# [EXTRACT TO READ]

Earlier this summer, eight talented high school students took part in a special “white coat” ceremony at the UNC Greensboro-NC A&T Joint School of Nanoscience and Nanoengineering (JSNN). The event marked the students’ entry into the Draelos Science Scholars Program and the world of scientific research.
“Long, long ago, in a galaxy far, far away, I was sitting where you are. And I have to say that day changed my life. That summer experience made me look at the world in ways I never looked at it before. And that’s what science does for you.”
“When medical students get their white coat, they’re signing on to accepting responsibilities, and your white coat has much the same aim,” research dermatologist Dr. Zoe Draelos told the students. “It means you have been given a gift, and you’re going to accept it.”
Inspired by Dr. Zoe Draelos’s profound experience in a summer research program as a high school student, she and her husband Dr. Michael Draelos founded the program to give local students an opportunity to experience college-level science in a research environment. The new cohort of students will spend the summer working closely with four UNC Greensboro faculty – in nanoscience, psychology, biology, and chemistry and biochemistry – and an NC A&T professor in nanoengineering.
“This isn’t a trivial thing to commit to university-level research for the summer,” said UNCG’s Associate Vice Chancellor for Research and Engagement Kimberly Littlefield at the event.
“I have no doubt that this experience will establish a trailhead for future career and professional aspirations for the scholars. Long, long ago, in a galaxy far, far away, I was sitting where you are. And I have to say that day changed my life,” she told the newest class of Draelos Scholars. “That summer experience made me look at the world in ways I never looked at it before. And that’s what science does for you. You see things you never saw.”

# [DATA EXCERPTS]
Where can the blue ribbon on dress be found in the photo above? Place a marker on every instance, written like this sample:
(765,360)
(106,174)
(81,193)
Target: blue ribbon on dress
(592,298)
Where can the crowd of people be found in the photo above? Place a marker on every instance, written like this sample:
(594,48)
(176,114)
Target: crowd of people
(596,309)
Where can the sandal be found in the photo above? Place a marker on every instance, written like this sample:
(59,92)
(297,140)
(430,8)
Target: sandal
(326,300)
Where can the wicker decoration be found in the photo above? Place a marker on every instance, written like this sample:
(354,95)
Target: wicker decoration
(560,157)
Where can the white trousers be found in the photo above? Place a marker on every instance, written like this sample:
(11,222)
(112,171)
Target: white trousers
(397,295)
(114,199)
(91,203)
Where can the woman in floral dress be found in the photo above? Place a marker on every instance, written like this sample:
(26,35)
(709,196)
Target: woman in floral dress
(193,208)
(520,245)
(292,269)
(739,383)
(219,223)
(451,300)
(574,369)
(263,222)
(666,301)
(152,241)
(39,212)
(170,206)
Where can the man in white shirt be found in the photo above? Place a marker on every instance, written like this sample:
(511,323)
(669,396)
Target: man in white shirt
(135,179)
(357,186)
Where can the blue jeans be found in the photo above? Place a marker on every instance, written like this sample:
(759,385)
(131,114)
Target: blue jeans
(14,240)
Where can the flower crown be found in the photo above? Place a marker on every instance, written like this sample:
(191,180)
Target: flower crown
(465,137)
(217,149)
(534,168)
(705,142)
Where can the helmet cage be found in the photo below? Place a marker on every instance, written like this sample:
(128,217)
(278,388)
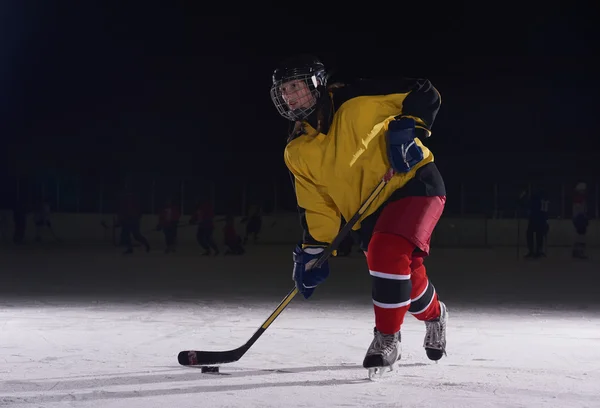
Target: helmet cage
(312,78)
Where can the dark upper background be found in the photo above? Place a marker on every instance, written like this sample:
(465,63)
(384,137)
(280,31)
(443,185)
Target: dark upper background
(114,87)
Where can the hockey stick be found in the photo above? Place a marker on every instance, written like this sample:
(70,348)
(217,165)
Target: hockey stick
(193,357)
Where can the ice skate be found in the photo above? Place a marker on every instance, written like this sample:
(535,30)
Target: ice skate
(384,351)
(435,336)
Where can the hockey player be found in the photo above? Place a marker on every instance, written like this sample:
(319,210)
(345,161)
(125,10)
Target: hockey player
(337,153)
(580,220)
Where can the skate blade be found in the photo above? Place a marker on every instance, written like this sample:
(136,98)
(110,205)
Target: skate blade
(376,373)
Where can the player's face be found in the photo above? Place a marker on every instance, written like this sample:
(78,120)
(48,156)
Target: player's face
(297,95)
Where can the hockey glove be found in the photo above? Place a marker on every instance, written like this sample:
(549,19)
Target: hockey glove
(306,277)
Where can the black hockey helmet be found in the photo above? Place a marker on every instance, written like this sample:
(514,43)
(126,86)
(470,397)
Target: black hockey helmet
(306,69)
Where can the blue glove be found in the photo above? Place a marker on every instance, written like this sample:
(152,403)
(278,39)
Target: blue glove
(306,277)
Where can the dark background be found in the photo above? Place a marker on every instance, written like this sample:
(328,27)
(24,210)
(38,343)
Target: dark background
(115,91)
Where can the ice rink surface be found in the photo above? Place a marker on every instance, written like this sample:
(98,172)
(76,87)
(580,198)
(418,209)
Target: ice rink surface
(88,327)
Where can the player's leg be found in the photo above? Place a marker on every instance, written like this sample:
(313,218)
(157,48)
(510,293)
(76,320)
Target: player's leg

# [ASSIGNMENT A]
List the research fields of the four UNC Greensboro faculty members mentioned in the ceremony article.
# [ASSIGNMENT B]
Reproduce the ceremony article word for word from "Inspired by Dr." up to and including "at the event.".
The entries have nothing to do with the ceremony article.

# [EXERCISE RESULT A]
- Nanoscience
- Psychology
- Biology
- Chemistry and biochemistry

# [EXERCISE RESULT B]
Inspired by Dr. Zoe Draelos’s profound experience in a summer research program as a high school student, she and her husband Dr. Michael Draelos founded the program to give local students an opportunity to experience college-level science in a research environment. The new cohort of students will spend the summer working closely with four UNC Greensboro faculty – in nanoscience, psychology, biology, and chemistry and biochemistry – and an NC A&T professor in nanoengineering.
“This isn’t a trivial thing to commit to university-level research for the summer,” said UNCG’s Associate Vice Chancellor for Research and Engagement Kimberly Littlefield at the event.